Workshop Dates: 6-10 July
Mentors: Banan Shbair, Diogo Rodrigues, Hala Awadallah, Mayra Deberg
About the workshop:
‘How can rubble become a social, ecological, and architectural resource for post-crisis recovery?’
In contexts of severe conflict, the destruction of the built environment leaves behind physical debris while disrupting access to water, sanitation, food preparation, mobility, collective spaces and everyday forms of care. Hands as Tools is an experimental, hands-on workshop that explores how low-tech, community-driven approaches can transform rubble and salvaged materials into minimal infrastructures of care.
Focusing on the current crisis in Gaza, this workshop asks a critical question:
How can design contribute to dignity, comfort and autonomy in emergency contexts when materials, tools, energy and infrastructure are severely constrained?
The workshop will be organized around three interconnected themes: Material, Water and Infrastructure.
The material component will involve mapping, classifying and physically testing rubble and salvaged materials, especially concrete fragments, as possible components for reuse.
The water component will develop research and visual guidelines around low-tech systems for collection, storage, transport, pre-filtration, reuse and distribution.
The infrastructure component will connect these investigations into small-scale proposals for everyday needs, such as light sanitation, cooking support, cultivation, shade, storage, circulation, meeting points and shared-use elements.
Through practical experimentation, prototyping and diagrammatic communication, the workshop aims to develop a visual open-source guide that can be translated, adapted and shared with communities in Gaza through Palestinian collaborators.
Conceptual Framework
The Architecture of Constraint: Understanding how extreme limitations in materials and techniques actively shape and constrain design possibilities.
Rubble as a Resource: Shifting the narrative of debris from a symbol of destruction to a tangible building block for survival and modular infrastructure.
Dignity in Emergencies: Prioritizing human comfort, agency, and social meaning in rapid-response architecture.
Low-Tech Reactivation: Utilizing simple tooling, strategic mapping, and modular proposals to create decentralized, community-managed infrastructure.
______________________________
• [Exercise goal]
From the workshop description, list the four principles under "Conceptual Framework," one per line.

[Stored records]
______________________________
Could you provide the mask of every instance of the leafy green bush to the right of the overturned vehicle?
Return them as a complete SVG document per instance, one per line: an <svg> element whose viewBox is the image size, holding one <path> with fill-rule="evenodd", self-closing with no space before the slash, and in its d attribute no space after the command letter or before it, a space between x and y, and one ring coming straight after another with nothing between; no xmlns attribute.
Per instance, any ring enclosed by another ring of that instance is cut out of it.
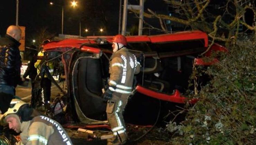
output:
<svg viewBox="0 0 256 145"><path fill-rule="evenodd" d="M186 119L167 125L175 133L172 144L256 143L256 41L241 38L218 64L198 73L211 81L191 96L200 100Z"/></svg>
______________________________
• [Reply]
The Architecture of Constraint
Rubble as a Resource
Dignity in Emergencies
Low-Tech Reactivation